Segment Open
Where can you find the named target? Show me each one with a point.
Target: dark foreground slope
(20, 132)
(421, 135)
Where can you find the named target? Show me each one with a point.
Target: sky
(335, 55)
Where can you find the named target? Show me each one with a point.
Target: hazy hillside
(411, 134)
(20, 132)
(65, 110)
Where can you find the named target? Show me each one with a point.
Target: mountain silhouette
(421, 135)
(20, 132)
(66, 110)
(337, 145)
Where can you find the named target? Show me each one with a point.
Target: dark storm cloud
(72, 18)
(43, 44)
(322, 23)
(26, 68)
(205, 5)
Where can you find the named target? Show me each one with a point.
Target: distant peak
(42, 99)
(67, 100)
Segment Closed
▶ **Exercise**:
The full listing, repeated exactly, is the expected answer.

▶ **Answer section**:
Where can you find the named target? Show me each one with a point.
Target: dark foreground slope
(20, 132)
(421, 135)
Where can you find the named target? Show me each one with a point.
Target: sky
(335, 55)
Where can you find the named target? Show me each one with a point.
Target: hazy hillside
(411, 134)
(20, 132)
(65, 110)
Where can you find the named target? Show me each one with a point.
Target: mountain silhouette
(421, 135)
(20, 132)
(66, 110)
(337, 145)
Where can you find the named target? Show me each one with a point.
Target: dark storm cloud
(72, 18)
(43, 44)
(322, 23)
(26, 68)
(205, 5)
Where can you find the named target? Show me each one with a point.
Target: distant peak
(42, 99)
(67, 100)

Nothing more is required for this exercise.